» **DOCUMENT SEGMENT**:
════════════════
Ileo-colonic targeted drug delivery

Pancreatic cancer currently has a 5-year survival rate of less than 10% and there are more than 200 000 deaths worldwide from the disease (Klapman and Malfar, 2008; Parking et al,2005; Farley et al 2010), whilst colorectal cancer has similar survival rates (Venook, 2005). Recently researchers at Kingston University have developed two possible treatments for such cancers; anti-epidermal growth factor monoclonal antibodies and tyrosine kinase inhibitors (Cunningham et al 2006; Cunningham et al 2008; Ioannou et al 2011).

Antibodies are proteins and as such suffer from stability issues associated with changes in physical form and aggregation (Cleland et al., 2001; Jiskoot et al., 2000). Removal of water can improve the stability of a protein (Dráber et al., 1995). However, it is interactions with water that tend to stabilise a protein structure. Furthermore, drying a protein can change the physical structure or cause chemical degredation. Lyophilisation (freeze drying) is a low temperature drying technique which can be used to create solid formulations of proteins. However, crystallisation of the water can lead to stress of the protein, again leading to aggregation and other changes in physical form, as can changes in physical form during storage post-drying (Cleland et al., 2001). Lyoprotectants such as trehalose (Dráber et al., 1995; Liao et al., 2001), sucrose (Liao et al., 2001) and inulin (Henrichs et al., 2001) have all been show to protect native protein structure. Some combinations of lyoprotectants have also been shown to have a synergistic effect (Liao et al., 2001). There are number of mechanisms by which the protein is stabilised, all largely linked to retaining the lyoprotectant carrier in the amorphous form (Lewis et al., 2010). However when using lyoprotectants (particularly small molecules such as trehalose), crystallisation may be observed during drying that may not then be present after the drying has completed (Sundaramudsrthi and Suryanarayanan, 2010).
════════════════
» **ENTRIES PROVIDED**:
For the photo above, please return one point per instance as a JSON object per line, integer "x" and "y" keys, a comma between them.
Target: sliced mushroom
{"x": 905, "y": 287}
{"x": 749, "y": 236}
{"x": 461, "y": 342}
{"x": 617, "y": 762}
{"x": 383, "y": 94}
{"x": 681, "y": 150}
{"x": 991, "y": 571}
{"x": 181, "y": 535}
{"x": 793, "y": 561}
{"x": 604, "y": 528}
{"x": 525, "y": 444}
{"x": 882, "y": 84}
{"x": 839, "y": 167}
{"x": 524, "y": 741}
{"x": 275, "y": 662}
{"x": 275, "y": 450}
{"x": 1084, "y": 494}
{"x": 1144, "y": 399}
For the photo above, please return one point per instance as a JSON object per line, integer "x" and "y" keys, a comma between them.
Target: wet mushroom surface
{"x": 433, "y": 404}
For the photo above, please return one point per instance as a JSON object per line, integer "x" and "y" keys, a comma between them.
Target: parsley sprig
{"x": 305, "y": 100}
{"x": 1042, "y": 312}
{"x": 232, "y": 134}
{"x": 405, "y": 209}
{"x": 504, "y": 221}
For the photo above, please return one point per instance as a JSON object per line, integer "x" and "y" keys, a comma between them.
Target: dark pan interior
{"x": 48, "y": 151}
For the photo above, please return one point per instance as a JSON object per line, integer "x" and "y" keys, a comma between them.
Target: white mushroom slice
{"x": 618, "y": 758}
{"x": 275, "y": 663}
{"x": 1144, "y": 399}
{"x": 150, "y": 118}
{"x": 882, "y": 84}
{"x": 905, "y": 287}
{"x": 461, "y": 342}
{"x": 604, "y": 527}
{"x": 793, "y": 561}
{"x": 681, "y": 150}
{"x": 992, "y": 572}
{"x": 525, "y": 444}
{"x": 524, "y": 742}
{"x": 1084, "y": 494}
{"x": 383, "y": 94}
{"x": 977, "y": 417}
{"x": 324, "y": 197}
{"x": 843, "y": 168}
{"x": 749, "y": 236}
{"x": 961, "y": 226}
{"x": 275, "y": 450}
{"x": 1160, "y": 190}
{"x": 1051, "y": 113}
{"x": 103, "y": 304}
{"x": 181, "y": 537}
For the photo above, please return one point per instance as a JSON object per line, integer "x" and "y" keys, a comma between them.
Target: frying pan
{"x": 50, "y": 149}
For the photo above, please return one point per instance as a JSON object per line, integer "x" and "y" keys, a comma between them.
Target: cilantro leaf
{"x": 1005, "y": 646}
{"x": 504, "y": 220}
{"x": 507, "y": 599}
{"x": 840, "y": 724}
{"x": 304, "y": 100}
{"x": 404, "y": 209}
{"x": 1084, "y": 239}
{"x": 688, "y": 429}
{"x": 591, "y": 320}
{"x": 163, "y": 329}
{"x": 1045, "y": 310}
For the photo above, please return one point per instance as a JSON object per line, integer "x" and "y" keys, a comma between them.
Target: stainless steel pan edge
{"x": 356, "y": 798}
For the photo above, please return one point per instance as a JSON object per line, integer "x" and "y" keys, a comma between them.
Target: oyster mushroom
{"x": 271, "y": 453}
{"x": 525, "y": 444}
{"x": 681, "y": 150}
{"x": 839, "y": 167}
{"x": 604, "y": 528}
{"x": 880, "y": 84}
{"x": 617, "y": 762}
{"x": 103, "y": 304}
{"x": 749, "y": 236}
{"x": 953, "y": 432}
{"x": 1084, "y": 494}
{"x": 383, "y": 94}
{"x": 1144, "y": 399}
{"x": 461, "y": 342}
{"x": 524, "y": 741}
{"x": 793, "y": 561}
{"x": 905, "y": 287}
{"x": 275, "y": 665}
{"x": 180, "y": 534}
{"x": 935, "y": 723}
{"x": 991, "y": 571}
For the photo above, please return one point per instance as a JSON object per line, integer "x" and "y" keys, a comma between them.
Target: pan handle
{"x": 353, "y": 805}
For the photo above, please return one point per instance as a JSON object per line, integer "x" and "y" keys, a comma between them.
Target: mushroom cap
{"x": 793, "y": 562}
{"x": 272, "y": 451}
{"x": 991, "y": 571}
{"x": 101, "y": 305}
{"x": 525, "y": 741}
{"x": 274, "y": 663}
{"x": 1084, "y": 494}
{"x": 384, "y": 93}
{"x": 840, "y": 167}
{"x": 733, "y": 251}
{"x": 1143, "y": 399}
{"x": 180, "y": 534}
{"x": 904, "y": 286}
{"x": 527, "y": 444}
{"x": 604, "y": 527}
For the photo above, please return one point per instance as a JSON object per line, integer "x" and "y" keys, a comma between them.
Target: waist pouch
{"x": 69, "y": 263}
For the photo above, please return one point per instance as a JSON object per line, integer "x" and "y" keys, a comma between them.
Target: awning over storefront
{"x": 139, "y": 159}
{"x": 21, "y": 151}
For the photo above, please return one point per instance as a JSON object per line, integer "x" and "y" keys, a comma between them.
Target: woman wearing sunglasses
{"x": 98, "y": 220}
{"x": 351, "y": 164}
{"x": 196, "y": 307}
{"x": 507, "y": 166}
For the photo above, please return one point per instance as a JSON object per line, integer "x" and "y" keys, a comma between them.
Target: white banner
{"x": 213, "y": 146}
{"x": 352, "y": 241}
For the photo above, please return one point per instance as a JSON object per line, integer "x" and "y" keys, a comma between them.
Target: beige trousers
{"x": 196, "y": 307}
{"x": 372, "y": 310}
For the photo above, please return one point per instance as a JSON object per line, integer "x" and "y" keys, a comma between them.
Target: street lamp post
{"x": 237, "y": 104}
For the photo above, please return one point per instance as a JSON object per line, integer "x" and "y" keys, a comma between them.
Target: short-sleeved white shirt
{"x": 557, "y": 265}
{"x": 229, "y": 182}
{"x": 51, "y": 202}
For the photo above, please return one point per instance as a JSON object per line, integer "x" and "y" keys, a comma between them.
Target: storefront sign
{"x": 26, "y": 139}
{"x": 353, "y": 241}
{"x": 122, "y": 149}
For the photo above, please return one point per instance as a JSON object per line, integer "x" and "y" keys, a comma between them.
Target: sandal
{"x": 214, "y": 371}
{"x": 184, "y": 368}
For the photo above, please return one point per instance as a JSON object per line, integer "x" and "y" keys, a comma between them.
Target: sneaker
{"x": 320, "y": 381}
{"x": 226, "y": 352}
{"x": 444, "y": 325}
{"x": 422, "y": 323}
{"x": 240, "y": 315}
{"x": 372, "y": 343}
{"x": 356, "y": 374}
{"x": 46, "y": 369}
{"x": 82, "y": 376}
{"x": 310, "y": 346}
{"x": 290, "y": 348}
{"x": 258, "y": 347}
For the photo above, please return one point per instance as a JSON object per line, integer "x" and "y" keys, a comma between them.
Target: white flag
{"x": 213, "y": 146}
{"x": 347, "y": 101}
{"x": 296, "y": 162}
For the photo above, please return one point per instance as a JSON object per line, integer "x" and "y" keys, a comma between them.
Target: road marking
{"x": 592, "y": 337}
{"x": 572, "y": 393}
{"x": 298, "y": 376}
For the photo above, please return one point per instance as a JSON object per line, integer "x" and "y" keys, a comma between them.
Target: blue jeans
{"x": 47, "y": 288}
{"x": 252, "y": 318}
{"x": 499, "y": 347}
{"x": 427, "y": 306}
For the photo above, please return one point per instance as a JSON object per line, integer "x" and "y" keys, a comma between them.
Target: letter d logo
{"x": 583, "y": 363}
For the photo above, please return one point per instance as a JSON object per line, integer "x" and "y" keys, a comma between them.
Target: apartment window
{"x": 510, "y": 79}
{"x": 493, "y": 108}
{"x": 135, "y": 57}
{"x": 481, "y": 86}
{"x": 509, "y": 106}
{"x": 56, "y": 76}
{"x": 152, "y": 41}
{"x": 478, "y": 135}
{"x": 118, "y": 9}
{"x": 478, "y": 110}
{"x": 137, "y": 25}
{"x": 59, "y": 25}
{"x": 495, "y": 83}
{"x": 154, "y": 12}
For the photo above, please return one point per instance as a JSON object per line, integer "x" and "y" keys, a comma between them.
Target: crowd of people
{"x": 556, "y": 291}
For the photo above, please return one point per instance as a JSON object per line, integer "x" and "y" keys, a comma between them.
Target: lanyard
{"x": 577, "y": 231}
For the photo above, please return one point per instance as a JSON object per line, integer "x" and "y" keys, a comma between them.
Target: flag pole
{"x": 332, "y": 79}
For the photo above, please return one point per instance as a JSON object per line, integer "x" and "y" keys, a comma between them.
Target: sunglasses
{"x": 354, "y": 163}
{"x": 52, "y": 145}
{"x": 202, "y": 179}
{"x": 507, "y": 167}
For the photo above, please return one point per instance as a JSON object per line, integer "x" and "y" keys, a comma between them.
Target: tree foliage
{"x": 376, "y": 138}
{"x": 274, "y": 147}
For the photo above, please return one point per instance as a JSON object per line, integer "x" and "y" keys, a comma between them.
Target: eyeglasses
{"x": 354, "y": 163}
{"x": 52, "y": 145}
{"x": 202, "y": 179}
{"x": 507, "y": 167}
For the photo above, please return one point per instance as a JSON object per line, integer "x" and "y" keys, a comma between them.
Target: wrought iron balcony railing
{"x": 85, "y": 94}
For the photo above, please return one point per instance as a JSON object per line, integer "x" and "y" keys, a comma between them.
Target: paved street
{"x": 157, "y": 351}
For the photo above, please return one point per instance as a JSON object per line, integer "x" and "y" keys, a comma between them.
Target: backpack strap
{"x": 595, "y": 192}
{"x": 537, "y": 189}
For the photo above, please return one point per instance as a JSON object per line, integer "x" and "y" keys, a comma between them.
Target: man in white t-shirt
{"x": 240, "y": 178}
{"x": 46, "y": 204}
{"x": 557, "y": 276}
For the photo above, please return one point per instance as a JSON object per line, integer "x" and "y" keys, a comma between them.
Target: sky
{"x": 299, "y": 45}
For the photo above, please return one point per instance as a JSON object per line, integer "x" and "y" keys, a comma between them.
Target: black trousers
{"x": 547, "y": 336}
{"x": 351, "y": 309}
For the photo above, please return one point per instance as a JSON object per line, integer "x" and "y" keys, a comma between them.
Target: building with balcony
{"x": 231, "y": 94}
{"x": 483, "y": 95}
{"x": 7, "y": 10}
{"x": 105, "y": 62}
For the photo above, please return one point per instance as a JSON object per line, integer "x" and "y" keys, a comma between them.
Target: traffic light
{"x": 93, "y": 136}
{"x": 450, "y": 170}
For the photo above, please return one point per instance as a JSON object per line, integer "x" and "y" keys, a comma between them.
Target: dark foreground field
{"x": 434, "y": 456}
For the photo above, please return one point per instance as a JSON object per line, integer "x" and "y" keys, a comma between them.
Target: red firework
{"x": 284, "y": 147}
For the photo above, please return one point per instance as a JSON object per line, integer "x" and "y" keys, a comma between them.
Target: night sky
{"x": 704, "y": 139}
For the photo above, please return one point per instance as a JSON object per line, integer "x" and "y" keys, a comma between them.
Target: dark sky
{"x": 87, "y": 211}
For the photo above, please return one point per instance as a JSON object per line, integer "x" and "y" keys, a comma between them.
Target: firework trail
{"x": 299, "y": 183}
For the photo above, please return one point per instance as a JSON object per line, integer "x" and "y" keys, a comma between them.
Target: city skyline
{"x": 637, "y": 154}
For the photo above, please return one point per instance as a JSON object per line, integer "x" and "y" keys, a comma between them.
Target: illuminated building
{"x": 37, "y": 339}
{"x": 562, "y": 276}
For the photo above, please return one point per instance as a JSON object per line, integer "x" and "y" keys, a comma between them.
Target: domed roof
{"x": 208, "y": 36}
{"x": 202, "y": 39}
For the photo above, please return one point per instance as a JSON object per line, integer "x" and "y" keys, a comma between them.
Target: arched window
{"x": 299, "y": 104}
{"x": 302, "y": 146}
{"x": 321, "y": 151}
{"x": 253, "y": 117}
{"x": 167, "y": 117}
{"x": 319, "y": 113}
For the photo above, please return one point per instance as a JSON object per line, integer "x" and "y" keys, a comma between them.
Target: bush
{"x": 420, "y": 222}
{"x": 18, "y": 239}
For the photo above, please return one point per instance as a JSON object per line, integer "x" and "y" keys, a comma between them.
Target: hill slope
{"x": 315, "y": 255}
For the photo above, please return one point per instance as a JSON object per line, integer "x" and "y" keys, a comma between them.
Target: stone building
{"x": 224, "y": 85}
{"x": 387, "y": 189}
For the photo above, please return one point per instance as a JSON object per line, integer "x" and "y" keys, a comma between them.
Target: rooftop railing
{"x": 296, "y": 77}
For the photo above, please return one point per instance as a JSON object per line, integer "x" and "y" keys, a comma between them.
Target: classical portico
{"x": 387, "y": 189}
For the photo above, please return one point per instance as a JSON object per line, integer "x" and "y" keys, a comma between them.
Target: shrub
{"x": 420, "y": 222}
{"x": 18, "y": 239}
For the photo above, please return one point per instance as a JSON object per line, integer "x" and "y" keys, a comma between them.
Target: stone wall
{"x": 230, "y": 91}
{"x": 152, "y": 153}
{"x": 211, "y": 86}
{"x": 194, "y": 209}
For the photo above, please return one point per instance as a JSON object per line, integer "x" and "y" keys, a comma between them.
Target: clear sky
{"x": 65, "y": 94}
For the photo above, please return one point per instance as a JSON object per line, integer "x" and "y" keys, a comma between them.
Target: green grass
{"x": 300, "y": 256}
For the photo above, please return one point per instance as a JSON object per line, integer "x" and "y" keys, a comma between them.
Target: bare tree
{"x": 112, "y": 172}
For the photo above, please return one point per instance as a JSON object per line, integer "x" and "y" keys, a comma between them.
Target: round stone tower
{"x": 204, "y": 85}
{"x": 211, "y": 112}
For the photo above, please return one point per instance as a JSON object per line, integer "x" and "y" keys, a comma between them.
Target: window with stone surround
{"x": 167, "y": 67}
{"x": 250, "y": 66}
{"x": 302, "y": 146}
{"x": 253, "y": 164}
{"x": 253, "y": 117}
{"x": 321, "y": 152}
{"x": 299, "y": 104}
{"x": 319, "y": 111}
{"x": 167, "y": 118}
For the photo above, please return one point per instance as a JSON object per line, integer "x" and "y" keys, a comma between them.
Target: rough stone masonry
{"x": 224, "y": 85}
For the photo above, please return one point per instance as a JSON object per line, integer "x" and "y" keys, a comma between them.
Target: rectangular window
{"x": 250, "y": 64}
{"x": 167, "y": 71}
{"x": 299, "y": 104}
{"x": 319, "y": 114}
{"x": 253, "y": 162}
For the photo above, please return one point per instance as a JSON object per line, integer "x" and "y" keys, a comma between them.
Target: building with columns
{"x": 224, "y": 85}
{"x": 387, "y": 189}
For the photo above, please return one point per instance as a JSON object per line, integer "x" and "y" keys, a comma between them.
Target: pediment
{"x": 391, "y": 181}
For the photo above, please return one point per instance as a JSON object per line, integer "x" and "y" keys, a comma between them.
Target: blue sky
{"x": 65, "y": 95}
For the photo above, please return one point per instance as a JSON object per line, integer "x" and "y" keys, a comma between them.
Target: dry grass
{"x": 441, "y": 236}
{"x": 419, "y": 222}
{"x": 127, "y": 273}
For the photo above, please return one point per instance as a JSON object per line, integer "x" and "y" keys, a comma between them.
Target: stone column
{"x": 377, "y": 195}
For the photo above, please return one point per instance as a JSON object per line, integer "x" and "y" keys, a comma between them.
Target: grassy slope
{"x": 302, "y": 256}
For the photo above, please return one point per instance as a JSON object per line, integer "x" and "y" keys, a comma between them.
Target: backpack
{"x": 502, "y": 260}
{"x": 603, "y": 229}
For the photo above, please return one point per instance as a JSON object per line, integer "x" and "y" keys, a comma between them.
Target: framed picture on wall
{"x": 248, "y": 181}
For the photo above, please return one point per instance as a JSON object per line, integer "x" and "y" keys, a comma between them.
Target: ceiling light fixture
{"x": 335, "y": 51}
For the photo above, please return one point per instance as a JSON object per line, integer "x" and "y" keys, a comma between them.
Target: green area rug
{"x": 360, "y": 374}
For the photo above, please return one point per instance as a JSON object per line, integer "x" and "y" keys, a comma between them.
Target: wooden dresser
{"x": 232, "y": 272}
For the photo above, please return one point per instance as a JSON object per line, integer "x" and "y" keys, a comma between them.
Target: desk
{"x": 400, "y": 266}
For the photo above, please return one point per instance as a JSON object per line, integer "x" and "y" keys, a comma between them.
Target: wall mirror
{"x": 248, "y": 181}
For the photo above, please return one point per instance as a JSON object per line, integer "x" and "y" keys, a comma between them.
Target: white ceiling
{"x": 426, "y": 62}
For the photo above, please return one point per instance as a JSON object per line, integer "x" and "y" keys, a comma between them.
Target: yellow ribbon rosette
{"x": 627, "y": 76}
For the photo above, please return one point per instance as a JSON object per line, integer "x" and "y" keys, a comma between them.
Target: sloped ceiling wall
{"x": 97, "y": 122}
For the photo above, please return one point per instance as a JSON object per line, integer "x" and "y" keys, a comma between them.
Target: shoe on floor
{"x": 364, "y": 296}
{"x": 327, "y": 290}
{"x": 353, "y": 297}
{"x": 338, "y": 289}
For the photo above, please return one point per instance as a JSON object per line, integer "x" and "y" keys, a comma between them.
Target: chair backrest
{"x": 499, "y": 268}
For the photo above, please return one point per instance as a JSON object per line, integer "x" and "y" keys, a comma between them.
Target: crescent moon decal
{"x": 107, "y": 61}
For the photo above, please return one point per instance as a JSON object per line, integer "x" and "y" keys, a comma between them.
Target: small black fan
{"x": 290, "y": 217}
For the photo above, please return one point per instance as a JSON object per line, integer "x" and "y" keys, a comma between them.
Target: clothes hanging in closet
════════════════
» **WHAT IS EXPECTED**: Copy out the passage of the drug delivery text that begins with the words containing "Ileo-colonic targeted drug" and ends with "et al 2011).". Rely only on the drug delivery text, not on the listing.

» **EXPECTED ANSWER**:
Ileo-colonic targeted drug delivery

Pancreatic cancer currently has a 5-year survival rate of less than 10% and there are more than 200 000 deaths worldwide from the disease (Klapman and Malfar, 2008; Parking et al,2005; Farley et al 2010), whilst colorectal cancer has similar survival rates (Venook, 2005). Recently researchers at Kingston University have developed two possible treatments for such cancers; anti-epidermal growth factor monoclonal antibodies and tyrosine kinase inhibitors (Cunningham et al 2006; Cunningham et al 2008; Ioannou et al 2011).